Text segment ->
_____
Today, 850,000 Rohingya are living in conditions of unimaginable hardship in refugee camps in Bangladesh. Crammed together in tiny makeshift shelters made of bamboo and plastic, many of the refugees already suffer from poor nutrition, compromised immune systems and lung illnesses. Last week, testing revealed a person infected with the coronavirus in the town of Cox’s Bazaar, just a few miles from the camps.

Humanitarian groups are sounding the alarm. The International Rescue Committee, a charitable group, has just released a study warning that any covid-19 infections in refugee camps around the world, and particularly those inhabited by the Rohingya, would almost certainly spread far faster than on the notorious Diamond Princess cruise ship.

The discovery of that first covid-19 case near the camps prompted the authorities in Bangladesh — itself one of the most impoverished countries in the world, making it poorly equipped to deal with any outbreaks — to order a “lockdown” in the camps on March 25. Yet the term feels like a mockery in such cramped conditions. Extended families, usually 10 to 15 people, live together in huts where there’s just enough room for everyone to lie down. Multiple households share water sources and latrines. The inhabitants have to line up for food and medical treatment, thus increasing their exposure to disease.
_____
Material supplied ->
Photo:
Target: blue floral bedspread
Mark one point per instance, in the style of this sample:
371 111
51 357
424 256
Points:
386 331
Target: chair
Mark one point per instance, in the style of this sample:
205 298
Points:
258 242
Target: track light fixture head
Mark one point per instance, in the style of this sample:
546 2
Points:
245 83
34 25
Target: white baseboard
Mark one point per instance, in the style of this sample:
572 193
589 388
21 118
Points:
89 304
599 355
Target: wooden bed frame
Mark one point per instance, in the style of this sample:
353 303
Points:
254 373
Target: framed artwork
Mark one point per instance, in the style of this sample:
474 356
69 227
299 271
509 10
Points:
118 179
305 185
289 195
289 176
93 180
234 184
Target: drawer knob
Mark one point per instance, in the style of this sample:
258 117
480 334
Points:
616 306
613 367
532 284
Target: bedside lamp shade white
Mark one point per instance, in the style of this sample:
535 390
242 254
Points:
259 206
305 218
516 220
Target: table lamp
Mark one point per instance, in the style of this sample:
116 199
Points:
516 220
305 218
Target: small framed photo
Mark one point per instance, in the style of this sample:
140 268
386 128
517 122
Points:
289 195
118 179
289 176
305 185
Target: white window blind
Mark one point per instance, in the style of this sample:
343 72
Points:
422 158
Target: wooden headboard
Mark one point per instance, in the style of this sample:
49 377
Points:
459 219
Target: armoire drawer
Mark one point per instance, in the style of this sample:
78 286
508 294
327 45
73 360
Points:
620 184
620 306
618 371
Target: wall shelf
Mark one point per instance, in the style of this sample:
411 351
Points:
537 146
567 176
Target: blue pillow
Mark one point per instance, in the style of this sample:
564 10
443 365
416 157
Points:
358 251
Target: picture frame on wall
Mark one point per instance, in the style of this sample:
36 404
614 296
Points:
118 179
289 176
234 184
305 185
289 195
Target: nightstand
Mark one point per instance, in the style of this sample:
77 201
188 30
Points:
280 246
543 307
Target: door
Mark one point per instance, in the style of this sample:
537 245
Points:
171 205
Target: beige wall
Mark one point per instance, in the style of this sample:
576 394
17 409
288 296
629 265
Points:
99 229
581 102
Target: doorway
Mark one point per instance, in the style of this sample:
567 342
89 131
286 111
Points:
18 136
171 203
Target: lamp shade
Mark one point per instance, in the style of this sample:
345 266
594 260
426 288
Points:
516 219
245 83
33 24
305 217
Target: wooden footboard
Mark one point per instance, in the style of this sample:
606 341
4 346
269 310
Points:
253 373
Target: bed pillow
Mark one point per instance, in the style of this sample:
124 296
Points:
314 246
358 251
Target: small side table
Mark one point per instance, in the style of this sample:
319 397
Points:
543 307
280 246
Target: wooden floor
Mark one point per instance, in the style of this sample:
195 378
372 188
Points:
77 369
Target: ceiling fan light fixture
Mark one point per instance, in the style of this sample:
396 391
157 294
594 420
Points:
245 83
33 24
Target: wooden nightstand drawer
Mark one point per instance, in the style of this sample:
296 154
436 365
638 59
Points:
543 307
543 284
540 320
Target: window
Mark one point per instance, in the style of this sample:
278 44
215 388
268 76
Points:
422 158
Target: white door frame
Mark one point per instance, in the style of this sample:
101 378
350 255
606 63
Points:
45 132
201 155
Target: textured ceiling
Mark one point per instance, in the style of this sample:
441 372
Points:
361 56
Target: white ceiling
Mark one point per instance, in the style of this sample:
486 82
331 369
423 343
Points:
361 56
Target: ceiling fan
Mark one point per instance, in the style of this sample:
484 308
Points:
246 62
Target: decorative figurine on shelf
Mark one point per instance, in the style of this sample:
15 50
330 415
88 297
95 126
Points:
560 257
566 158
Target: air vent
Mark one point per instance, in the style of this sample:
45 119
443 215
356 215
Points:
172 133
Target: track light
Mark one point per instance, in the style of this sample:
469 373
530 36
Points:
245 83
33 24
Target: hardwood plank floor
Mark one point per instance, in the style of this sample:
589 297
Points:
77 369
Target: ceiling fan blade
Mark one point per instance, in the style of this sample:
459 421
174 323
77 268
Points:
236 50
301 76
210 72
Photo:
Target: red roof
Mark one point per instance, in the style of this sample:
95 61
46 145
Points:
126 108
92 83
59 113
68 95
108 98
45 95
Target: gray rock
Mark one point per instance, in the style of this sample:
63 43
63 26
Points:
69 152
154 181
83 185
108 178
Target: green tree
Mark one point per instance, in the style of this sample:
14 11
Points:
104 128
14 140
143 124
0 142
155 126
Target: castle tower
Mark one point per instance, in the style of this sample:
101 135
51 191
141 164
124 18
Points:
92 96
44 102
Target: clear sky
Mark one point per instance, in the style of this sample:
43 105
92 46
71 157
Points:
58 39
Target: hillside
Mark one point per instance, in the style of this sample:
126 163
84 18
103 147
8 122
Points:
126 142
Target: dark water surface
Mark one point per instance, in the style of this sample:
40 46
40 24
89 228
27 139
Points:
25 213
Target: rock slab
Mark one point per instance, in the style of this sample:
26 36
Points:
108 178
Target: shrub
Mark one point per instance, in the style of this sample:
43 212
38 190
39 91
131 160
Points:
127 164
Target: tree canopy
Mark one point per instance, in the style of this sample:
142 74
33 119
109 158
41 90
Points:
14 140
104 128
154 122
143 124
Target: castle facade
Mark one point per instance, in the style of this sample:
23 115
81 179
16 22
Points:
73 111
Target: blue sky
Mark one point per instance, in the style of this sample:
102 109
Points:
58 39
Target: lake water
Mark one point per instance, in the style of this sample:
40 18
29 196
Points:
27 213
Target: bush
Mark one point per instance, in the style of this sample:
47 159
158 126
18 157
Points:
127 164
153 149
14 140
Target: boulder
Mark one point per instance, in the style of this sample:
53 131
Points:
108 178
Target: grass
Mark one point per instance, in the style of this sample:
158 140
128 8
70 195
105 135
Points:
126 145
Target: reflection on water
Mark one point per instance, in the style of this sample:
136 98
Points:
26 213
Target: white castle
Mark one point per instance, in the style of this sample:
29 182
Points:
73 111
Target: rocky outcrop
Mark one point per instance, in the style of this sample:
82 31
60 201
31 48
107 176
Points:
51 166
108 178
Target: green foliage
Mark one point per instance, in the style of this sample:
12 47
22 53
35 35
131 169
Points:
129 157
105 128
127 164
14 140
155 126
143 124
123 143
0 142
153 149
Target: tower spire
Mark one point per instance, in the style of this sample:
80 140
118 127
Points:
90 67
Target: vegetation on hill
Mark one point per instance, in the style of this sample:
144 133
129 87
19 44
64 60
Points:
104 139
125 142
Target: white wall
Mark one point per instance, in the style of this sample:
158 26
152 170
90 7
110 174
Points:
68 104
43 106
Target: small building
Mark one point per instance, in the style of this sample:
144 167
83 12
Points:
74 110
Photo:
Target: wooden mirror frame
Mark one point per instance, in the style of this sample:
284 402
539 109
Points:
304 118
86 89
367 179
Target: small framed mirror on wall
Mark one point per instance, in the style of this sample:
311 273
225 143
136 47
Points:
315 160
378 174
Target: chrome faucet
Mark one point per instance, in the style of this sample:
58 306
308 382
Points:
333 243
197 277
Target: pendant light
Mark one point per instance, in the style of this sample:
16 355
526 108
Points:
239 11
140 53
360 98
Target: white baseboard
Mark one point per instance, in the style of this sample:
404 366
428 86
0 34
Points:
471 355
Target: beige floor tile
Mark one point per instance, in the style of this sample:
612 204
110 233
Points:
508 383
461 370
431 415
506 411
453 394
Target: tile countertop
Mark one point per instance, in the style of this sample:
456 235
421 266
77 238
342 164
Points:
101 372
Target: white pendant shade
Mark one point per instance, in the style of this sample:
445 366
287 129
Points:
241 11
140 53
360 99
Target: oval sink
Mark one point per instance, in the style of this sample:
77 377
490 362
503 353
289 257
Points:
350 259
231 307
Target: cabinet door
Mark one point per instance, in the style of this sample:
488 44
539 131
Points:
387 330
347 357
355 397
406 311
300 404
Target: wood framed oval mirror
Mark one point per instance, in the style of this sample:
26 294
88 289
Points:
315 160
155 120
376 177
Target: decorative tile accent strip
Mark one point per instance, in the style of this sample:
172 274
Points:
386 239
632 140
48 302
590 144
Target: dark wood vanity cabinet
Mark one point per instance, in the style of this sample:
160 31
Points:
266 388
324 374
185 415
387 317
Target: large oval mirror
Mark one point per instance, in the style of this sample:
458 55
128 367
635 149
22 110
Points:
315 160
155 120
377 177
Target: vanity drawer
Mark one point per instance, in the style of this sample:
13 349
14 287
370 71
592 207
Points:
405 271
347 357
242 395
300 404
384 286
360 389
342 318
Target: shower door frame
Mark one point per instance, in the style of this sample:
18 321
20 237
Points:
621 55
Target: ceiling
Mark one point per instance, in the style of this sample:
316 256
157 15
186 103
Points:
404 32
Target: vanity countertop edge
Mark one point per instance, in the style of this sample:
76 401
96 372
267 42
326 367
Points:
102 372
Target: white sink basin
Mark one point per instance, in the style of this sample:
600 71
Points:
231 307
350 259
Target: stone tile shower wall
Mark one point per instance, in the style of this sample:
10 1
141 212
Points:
_____
Study questions ->
(1) Decide whether each statement agrees with the text on the Rohingya camps. Answer yes or no and quote the words of the text that decide it.
(a) The camps in Bangladesh hold 850,000 Rohingya.
(b) The lockdown in the camps was ordered on March 25.
(c) Each household in the camps has its own latrine.
(2) Reproduce the passage of the text on the Rohingya camps that lies between "Humanitarian groups are" and "Princess cruise ship.", inclusive.
(3) Name every health problem that the text on the Rohingya camps says many of the refugees already suffer from.

Per-task outputs ->
(1)
(a) Yes: "Today, 850,000 Rohingya are living in conditions of unimaginable hardship in refugee camps in Bangladesh."
(b) Yes: "to order a “lockdown” in the camps on March 25"
(c) No: "Multiple households share water sources and latrines."

(2)
Humanitarian groups are sounding the alarm. The International Rescue Committee, a charitable group, has just released a study warning that any covid-19 infections in refugee camps around the world, and particularly those inhabited by the Rohingya, would almost certainly spread far faster than on the notorious Diamond Princess cruise ship.

(3)
- poor nutrition
- compromised immune systems
- lung illnesses